EXCERPTED TEXT →
+ + + + +

Women in Black activists are motivated and informed by theories about the relationship between gender and violence, in peace and war.
Violence, militarism and war are gendered phenomena, and peace activism, to be effective, must likewise be gender analytical and gender aware.
We are a network that campaigns against the continuum of violence stretching in both directions from rape and violence against individual women, to rape and violence in war. Different groups focus on different parts of that continuum depending on their local situations. Some Women in Black groups include men, in Belgrade and Israel women worked closely with male Conscientious Objectors to war, for example, in India trans men are welcome in Women in Black, and men are part of Women in Black in Armenia. Some Women in Black groups are women only.
Women who want to actively engage in opposition to militarism and war often choose to organise separately as women. Why …?
Antimilitarist and anti-war feminism is by definition multi-dimensional, taking as its scope not just “body politics” but a far wider range of concerns. For a start, it cannot fail to have a critique of capitalism, and new forms of imperialism and colonization, class exploitation and the thrust for global markets, since these are visibly implicated among the causes and motors of militarism and war. Next, since many wars involve intra-state and inter-state nationalisms, this feminism also has that cluster race/culture/religion/ethnicity in view. In these two significant relational fields of class and race, this feminism perceives the working of gender relations and is alert to how they intersect. . .
This feminism defends international human rights and women’s rights, negated in war, and the development of international justice. It has a sense of women’s marginalization and under-representation in political systems, as we see from women activists’ efforts at the UN. Clearly, then, this is a holistic feminism.
Feminist theory has informed Women in Black UK vigils calling for the scrapping of our nuclear weapons, and to use the billions saved for our real security needs, including health, education, poverty reduction, and tackling climate change.
In trying to persuade the public that peace is “more than a mere cessation of hostilities”, we have reframed “security”, informed by definitions formulated by women and men in the global south.
The military definition of security is replaced by a broader, humanitarian and feminist definition which conceives of security in terms of access to and enjoyment of basic human rights.

+ + + + +

JOB 1 → Copy part of the Women in Black text word for word, beginning at the words "Antimilitarist and anti-war" and stopping after "intersect. . .".
JOB 2 → In the Women in Black text, the broader, humanitarian and feminist definition conceives of security in terms of what?

+ + + + +

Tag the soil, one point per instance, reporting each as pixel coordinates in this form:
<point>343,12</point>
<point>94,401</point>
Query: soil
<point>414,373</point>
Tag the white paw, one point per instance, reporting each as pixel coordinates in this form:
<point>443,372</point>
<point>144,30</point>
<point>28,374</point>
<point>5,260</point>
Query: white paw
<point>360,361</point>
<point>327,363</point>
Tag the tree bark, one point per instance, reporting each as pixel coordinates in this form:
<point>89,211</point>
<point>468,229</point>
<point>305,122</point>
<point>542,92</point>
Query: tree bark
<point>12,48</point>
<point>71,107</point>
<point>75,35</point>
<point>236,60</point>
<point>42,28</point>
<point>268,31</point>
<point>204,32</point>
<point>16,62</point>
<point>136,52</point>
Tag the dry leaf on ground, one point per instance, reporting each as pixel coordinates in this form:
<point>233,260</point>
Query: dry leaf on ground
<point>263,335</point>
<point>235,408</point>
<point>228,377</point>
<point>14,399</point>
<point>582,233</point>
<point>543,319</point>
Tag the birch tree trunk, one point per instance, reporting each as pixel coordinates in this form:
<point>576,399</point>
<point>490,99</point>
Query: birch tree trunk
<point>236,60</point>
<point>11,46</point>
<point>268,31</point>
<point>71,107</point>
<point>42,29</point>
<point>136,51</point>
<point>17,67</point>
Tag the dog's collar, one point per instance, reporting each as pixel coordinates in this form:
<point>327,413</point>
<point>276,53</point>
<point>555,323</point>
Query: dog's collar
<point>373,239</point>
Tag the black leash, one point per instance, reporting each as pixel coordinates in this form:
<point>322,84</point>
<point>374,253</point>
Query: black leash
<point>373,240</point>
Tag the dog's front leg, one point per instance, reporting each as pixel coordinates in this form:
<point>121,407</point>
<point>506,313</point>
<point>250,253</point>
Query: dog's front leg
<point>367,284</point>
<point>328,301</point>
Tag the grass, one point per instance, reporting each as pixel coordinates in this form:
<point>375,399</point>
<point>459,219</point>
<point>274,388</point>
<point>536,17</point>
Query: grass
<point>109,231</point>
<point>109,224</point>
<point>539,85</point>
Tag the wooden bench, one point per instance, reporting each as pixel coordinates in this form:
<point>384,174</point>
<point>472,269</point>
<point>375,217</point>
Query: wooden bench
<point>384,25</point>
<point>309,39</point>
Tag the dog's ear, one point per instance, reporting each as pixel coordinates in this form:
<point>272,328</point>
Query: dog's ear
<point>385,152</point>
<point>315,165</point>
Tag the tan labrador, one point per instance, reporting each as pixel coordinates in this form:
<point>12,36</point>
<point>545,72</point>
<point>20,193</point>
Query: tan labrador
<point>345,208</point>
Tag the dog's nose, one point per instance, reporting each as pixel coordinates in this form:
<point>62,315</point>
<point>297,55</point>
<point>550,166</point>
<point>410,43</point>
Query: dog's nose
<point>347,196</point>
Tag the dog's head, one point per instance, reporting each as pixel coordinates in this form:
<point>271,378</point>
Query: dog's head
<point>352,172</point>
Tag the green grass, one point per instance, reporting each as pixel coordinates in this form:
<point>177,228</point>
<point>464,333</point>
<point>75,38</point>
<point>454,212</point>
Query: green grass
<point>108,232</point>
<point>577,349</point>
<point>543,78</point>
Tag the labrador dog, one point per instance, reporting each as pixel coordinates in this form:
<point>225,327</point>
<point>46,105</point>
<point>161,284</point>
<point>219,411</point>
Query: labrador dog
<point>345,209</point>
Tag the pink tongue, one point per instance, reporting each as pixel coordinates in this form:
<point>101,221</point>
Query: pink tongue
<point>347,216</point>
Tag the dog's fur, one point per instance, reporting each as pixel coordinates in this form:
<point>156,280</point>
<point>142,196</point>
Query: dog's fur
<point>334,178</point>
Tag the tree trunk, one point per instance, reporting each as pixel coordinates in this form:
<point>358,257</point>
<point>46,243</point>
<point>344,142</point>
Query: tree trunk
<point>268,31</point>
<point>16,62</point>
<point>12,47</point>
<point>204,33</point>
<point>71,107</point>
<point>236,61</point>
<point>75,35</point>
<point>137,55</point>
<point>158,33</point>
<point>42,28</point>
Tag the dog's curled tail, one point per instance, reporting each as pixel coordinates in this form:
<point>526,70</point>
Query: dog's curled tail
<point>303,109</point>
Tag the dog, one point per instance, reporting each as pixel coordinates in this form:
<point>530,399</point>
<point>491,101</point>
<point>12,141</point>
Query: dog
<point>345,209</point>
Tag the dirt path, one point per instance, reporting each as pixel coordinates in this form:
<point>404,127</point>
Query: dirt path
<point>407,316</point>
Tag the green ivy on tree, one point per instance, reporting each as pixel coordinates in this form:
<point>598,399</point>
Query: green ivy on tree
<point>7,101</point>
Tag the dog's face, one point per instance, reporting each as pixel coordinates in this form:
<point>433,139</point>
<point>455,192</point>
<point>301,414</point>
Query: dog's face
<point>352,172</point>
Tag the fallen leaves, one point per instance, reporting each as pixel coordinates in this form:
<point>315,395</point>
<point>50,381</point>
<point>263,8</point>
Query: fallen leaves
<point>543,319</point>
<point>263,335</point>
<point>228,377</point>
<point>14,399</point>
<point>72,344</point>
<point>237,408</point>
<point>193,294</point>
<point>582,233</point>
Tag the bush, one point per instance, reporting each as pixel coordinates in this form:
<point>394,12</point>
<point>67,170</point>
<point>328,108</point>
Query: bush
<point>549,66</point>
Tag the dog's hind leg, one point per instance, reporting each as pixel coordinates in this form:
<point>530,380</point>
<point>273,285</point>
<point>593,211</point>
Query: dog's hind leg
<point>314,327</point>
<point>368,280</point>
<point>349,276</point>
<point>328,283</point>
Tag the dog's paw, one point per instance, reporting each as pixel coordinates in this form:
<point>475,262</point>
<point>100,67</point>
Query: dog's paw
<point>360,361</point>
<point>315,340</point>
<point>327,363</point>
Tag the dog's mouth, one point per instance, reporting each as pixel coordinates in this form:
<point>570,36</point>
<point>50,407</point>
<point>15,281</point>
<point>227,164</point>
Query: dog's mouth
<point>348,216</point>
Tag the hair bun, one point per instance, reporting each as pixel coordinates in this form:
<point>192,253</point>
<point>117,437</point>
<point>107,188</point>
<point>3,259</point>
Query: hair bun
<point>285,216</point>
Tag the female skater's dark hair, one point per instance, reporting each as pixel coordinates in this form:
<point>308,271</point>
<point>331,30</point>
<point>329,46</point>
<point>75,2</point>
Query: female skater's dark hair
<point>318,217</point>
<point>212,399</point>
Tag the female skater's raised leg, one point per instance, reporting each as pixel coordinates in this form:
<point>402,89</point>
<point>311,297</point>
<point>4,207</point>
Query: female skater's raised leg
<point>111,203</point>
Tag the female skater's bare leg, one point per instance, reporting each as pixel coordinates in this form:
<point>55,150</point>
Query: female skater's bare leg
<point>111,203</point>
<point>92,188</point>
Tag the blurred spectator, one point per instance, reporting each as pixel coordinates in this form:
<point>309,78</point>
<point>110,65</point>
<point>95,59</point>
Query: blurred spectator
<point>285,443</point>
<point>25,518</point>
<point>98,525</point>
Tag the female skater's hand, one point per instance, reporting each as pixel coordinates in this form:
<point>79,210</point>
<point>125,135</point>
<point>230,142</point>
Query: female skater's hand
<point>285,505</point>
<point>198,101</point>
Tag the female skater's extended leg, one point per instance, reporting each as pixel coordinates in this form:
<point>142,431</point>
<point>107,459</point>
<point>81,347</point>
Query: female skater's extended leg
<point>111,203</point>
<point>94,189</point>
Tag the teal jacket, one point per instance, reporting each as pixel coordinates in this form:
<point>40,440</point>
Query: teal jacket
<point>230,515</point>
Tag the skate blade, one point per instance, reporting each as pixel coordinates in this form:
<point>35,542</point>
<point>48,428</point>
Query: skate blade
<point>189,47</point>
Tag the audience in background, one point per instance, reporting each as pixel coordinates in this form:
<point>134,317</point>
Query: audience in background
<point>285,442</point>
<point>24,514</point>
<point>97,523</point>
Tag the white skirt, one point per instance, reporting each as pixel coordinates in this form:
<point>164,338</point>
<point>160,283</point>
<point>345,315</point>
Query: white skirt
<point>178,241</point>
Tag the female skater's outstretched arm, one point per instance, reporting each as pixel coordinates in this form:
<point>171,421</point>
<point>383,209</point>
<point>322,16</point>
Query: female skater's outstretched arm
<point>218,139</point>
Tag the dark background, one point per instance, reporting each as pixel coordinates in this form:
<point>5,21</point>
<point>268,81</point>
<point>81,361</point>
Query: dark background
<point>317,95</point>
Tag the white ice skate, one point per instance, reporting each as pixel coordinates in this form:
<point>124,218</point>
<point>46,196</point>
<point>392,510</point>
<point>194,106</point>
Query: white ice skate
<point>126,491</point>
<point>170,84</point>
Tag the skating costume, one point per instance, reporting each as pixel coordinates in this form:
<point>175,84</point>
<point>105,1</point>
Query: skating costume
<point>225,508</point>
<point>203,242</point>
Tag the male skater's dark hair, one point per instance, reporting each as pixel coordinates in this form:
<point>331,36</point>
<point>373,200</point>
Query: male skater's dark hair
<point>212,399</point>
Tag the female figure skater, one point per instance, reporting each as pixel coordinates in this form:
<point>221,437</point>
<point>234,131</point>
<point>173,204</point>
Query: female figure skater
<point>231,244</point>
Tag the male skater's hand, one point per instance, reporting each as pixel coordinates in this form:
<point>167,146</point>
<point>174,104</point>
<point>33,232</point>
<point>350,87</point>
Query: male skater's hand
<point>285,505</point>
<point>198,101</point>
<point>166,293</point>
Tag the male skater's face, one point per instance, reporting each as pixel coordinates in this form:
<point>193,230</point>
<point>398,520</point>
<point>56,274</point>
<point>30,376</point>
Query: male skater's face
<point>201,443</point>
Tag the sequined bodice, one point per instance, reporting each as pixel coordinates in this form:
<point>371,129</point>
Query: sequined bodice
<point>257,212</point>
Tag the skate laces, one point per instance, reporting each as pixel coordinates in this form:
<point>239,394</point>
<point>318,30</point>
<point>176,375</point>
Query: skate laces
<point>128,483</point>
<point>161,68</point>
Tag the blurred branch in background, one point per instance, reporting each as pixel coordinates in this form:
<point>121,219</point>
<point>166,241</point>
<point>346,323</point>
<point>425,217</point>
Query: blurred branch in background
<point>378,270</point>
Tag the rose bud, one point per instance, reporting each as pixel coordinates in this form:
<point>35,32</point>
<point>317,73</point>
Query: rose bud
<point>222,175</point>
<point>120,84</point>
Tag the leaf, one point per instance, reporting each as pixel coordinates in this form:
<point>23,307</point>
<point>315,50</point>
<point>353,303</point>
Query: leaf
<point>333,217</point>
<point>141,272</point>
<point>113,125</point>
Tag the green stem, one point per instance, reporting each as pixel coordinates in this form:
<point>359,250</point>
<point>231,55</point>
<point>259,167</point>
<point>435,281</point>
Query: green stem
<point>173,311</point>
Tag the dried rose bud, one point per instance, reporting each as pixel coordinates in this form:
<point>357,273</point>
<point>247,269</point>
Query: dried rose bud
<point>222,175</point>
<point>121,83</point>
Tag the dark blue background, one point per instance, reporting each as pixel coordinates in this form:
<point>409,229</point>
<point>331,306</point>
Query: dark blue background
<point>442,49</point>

+ + + + +

CORRECT OUTPUT 1 →
Antimilitarist and anti-war feminism is by definition multi-dimensional, taking as its scope not just “body politics” but a far wider range of concerns. For a start, it cannot fail to have a critique of capitalism, and new forms of imperialism and colonization, class exploitation and the thrust for global markets, since these are visibly implicated among the causes and motors of militarism and war. Next, since many wars involve intra-state and inter-state nationalisms, this feminism also has that cluster race/culture/religion/ethnicity in view. In these two significant relational fields of class and race, this feminism perceives the working of gender relations and is alert to how they intersect. . .

CORRECT OUTPUT 2 → Access to and enjoyment of basic human rights.